| GOAL |
Starting with the line that holds "the black trousers.", reproduce each line through the last one of the data, exactly as written. Pictures are not copied.

(A run of records)

============================================================

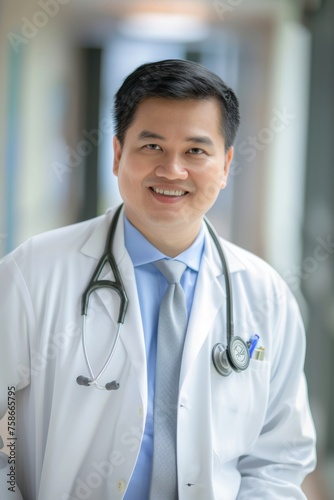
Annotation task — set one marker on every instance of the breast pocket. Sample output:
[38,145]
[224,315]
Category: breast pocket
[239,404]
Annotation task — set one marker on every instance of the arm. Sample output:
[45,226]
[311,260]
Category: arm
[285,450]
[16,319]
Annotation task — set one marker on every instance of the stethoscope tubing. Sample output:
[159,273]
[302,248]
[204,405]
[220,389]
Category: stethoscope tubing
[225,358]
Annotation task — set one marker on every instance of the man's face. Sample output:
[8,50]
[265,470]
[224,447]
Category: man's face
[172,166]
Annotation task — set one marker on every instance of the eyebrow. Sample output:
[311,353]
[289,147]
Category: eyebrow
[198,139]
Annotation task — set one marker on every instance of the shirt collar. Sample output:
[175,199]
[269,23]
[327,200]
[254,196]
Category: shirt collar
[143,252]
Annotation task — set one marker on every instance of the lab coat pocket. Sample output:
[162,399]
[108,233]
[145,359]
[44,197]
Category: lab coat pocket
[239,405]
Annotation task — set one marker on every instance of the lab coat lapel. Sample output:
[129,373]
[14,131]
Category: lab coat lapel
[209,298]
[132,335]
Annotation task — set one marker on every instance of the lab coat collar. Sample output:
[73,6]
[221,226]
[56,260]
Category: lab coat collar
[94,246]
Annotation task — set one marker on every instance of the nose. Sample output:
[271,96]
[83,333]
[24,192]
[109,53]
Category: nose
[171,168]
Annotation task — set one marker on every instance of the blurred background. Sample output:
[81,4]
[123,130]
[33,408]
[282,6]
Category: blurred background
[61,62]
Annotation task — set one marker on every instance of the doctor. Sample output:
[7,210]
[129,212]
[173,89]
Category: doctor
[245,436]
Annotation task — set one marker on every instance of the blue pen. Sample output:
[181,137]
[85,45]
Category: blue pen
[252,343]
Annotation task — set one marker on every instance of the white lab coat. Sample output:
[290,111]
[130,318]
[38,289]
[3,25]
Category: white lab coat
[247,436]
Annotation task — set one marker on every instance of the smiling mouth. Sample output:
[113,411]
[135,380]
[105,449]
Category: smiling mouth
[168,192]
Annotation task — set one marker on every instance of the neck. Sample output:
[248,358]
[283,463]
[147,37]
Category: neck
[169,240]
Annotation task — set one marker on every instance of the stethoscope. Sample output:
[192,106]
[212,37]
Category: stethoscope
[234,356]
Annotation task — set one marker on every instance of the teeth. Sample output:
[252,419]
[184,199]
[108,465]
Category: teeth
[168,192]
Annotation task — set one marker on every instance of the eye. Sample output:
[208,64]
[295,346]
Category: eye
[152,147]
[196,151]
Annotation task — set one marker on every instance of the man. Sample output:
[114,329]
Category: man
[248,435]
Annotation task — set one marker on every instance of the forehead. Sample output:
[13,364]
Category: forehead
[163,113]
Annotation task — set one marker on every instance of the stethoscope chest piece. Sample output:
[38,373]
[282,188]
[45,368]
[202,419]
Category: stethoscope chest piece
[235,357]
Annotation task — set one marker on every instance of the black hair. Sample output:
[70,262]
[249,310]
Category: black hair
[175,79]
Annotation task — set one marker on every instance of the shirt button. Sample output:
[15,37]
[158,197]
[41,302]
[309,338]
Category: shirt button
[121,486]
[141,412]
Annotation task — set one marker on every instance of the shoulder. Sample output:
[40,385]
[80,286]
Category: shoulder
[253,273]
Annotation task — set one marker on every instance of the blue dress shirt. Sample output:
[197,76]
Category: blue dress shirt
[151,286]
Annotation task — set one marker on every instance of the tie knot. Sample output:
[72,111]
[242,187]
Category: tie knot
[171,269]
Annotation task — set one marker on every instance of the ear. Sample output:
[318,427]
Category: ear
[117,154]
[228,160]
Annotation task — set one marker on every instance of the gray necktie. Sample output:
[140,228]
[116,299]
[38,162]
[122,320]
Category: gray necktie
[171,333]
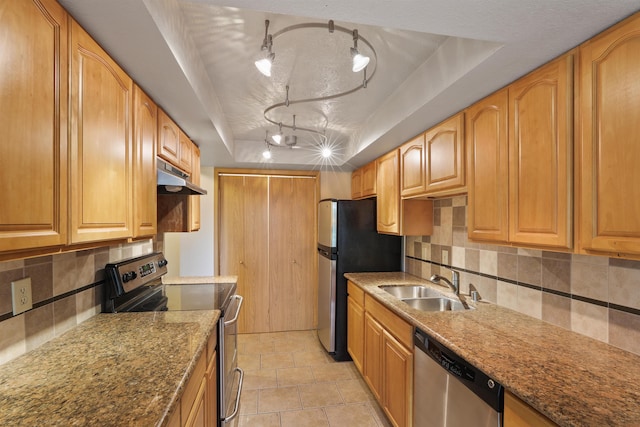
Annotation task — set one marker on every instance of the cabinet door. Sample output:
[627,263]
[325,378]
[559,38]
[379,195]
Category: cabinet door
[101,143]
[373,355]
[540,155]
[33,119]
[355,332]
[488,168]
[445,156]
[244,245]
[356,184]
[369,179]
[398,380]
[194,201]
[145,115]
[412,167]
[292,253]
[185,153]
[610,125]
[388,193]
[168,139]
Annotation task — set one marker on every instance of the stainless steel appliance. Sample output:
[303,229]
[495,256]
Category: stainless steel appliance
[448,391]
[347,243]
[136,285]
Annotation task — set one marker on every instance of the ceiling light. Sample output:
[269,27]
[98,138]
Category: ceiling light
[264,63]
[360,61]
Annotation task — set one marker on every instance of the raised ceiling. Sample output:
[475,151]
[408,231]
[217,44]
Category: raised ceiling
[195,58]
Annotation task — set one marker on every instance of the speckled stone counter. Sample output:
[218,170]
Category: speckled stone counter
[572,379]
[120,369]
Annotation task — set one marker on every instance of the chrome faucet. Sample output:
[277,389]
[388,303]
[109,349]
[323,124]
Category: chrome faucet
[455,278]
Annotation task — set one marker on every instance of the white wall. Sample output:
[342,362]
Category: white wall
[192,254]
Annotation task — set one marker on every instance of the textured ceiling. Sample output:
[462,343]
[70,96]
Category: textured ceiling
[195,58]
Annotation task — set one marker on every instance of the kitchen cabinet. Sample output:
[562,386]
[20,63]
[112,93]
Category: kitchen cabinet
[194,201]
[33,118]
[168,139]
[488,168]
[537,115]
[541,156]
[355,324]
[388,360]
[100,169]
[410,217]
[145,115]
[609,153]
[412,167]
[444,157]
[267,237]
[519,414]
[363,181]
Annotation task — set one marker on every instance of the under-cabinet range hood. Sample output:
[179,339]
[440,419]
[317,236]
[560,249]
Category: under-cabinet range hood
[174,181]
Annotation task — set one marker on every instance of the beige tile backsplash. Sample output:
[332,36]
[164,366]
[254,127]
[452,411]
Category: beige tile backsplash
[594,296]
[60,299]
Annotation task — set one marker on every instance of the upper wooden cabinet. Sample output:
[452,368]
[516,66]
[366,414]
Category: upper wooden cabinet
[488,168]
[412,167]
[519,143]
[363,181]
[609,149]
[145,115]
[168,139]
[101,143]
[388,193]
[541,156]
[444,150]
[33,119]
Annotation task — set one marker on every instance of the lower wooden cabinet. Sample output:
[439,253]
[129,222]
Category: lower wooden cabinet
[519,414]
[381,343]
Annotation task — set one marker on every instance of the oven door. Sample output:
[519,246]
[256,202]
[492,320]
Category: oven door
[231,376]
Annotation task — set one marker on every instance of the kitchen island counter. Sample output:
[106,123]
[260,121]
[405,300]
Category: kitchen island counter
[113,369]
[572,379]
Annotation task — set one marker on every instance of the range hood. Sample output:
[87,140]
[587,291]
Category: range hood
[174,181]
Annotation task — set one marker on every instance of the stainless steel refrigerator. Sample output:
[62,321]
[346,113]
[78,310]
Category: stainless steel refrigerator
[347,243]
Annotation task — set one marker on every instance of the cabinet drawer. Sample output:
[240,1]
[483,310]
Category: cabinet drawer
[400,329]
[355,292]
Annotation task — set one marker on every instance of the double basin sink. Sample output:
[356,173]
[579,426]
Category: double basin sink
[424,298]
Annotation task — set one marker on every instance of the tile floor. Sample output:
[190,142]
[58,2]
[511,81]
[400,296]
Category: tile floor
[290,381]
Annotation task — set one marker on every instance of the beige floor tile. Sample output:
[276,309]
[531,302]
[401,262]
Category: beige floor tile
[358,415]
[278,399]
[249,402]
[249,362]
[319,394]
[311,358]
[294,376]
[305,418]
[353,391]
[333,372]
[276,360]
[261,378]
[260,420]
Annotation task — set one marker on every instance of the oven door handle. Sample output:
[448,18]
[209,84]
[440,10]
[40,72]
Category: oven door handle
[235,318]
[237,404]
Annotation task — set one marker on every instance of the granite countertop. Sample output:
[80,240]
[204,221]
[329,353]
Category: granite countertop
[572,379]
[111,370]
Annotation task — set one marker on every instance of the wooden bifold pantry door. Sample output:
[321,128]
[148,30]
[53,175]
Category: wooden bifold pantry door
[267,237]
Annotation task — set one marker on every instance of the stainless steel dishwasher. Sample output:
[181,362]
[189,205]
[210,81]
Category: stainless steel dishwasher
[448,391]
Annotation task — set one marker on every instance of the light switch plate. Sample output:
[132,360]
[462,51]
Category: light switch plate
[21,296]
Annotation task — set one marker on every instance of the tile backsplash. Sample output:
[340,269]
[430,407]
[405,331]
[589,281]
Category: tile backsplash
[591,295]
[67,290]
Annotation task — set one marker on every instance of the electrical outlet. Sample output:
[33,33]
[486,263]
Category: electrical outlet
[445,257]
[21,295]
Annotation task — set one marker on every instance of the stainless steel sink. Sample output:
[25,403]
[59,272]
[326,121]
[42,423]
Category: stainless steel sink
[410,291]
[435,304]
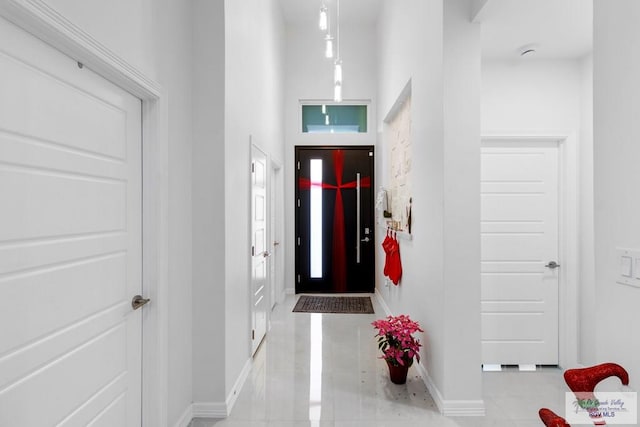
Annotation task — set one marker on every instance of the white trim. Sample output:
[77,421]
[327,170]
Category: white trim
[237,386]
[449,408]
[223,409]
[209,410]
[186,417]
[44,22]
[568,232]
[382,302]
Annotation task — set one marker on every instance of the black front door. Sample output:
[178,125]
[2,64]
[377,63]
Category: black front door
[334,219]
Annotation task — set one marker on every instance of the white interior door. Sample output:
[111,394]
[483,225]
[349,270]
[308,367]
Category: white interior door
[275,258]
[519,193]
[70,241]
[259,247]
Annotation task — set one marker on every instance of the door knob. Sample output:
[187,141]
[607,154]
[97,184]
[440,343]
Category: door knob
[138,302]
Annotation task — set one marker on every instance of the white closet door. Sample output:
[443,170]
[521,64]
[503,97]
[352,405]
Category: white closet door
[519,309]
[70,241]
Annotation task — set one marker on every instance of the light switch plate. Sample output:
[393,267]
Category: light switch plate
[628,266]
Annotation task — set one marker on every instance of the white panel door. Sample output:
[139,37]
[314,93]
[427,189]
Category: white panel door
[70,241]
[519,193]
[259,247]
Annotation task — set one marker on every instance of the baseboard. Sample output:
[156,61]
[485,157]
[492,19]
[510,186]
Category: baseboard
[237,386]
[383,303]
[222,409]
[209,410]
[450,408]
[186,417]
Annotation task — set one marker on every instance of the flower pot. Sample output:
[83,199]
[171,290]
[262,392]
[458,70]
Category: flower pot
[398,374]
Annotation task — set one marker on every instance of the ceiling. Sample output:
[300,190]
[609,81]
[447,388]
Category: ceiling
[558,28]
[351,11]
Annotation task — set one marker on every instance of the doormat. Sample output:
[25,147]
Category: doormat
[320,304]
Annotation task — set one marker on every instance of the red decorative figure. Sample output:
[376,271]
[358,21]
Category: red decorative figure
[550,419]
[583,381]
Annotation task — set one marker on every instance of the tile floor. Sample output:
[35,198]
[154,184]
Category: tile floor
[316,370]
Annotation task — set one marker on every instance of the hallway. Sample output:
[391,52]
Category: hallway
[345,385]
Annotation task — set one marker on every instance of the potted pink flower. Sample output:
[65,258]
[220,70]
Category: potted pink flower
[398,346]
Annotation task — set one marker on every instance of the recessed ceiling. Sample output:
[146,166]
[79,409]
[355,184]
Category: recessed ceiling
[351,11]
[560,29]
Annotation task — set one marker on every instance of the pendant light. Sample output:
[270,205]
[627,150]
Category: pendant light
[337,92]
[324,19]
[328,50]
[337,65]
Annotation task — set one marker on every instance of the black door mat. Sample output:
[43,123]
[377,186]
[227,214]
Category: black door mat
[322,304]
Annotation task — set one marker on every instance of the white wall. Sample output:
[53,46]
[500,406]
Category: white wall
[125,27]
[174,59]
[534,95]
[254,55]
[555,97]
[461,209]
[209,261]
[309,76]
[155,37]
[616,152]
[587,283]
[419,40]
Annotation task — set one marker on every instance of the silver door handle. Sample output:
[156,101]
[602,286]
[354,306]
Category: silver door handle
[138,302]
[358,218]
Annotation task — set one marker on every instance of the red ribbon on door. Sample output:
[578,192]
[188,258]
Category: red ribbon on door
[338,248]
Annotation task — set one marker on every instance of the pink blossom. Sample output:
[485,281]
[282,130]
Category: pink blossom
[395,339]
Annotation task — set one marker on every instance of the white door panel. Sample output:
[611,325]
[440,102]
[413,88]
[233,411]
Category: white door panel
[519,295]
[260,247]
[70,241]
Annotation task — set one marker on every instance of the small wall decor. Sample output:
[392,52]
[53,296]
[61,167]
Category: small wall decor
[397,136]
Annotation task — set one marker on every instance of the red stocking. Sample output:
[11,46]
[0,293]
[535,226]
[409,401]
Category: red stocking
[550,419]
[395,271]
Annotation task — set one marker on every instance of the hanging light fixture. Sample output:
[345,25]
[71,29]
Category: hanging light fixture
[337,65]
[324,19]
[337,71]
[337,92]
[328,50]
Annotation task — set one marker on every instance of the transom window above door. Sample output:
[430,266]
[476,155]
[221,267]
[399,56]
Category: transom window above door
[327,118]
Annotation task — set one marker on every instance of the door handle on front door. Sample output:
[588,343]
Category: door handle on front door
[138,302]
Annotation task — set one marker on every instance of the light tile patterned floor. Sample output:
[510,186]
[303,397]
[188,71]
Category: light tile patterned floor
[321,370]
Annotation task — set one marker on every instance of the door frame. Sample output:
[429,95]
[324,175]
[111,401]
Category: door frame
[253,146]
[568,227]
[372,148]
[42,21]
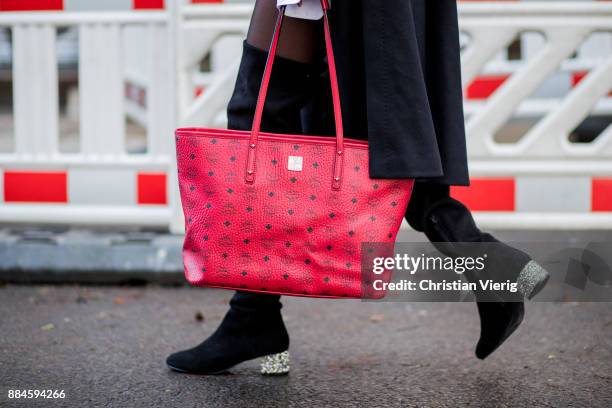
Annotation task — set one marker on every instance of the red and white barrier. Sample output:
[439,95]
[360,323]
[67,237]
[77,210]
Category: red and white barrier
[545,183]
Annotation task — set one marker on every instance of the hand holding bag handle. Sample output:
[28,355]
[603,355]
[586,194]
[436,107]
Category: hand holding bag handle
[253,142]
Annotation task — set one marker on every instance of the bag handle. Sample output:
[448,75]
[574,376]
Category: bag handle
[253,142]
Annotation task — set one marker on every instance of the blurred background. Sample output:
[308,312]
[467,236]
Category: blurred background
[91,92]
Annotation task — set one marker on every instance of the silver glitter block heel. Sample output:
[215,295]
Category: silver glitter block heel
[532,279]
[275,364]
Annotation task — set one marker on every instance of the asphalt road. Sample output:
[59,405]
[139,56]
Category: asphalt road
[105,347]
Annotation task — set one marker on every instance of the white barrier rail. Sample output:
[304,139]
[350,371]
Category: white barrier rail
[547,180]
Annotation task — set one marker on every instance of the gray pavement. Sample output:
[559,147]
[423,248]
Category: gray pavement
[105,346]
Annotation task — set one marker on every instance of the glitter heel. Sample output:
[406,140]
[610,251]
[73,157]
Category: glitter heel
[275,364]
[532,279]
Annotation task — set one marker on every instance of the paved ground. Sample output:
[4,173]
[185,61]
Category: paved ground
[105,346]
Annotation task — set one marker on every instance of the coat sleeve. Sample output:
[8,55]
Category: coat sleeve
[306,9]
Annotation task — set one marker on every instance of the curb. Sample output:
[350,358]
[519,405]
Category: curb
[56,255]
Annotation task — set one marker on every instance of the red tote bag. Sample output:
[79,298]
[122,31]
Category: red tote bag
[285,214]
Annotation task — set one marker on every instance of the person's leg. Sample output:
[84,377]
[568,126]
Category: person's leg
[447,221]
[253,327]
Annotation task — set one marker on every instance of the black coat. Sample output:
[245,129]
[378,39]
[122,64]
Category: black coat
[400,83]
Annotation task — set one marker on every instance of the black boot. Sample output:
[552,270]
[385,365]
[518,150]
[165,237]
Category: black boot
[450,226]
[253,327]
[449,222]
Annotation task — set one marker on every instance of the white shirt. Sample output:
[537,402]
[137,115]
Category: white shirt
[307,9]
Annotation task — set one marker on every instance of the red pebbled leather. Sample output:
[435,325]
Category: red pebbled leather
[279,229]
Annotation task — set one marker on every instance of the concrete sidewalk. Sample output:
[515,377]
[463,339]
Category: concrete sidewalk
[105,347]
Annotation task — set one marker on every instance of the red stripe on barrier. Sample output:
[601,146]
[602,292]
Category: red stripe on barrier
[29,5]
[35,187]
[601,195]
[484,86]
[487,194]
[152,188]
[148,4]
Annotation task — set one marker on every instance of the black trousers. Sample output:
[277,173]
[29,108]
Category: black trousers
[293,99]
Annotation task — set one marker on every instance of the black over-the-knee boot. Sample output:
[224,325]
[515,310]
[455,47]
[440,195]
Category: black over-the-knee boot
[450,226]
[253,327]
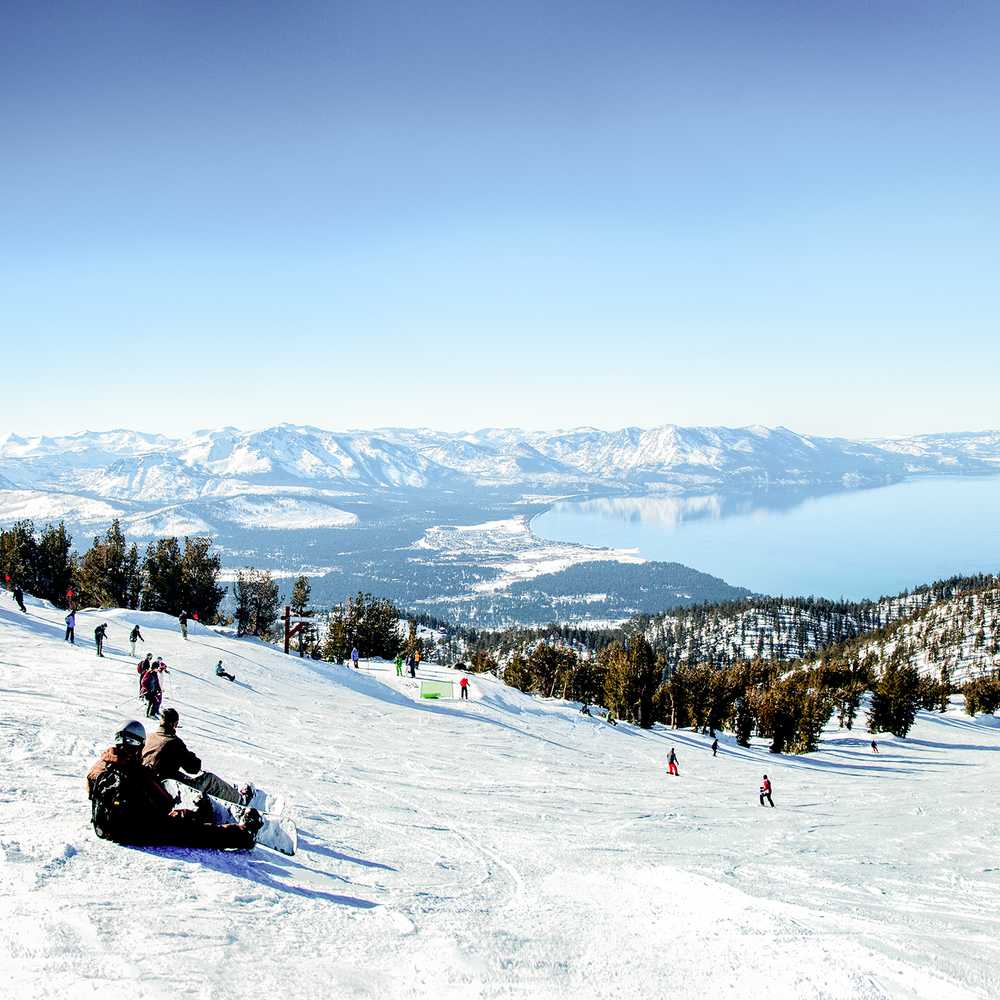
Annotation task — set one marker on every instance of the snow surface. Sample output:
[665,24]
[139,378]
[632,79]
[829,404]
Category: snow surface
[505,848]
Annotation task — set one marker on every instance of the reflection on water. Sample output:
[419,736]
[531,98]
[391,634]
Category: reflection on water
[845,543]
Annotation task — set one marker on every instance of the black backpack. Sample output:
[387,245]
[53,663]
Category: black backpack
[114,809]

============================================================

| EXPECTED ANSWER |
Annotation task — set one marker on every instance of the black trousers. Sample output:
[277,173]
[29,108]
Category: black trousers
[293,99]
Annotation task — set one marker on every instance of the black over-the-knee boot. Sample output:
[224,325]
[515,310]
[455,47]
[440,195]
Category: black over-the-knee boot
[450,226]
[253,327]
Annotation task — set one marker on every instance of the snow surface. Sample output:
[665,24]
[139,378]
[632,79]
[829,404]
Category: snow surface
[505,848]
Annotation task — set one marker on every instance of the reflection on water. Sample output:
[419,736]
[531,98]
[391,634]
Category: reflection on water
[845,543]
Annotation task — set one marker on every instance of the black backpack. Sample output:
[387,245]
[53,663]
Category: black backpack
[114,809]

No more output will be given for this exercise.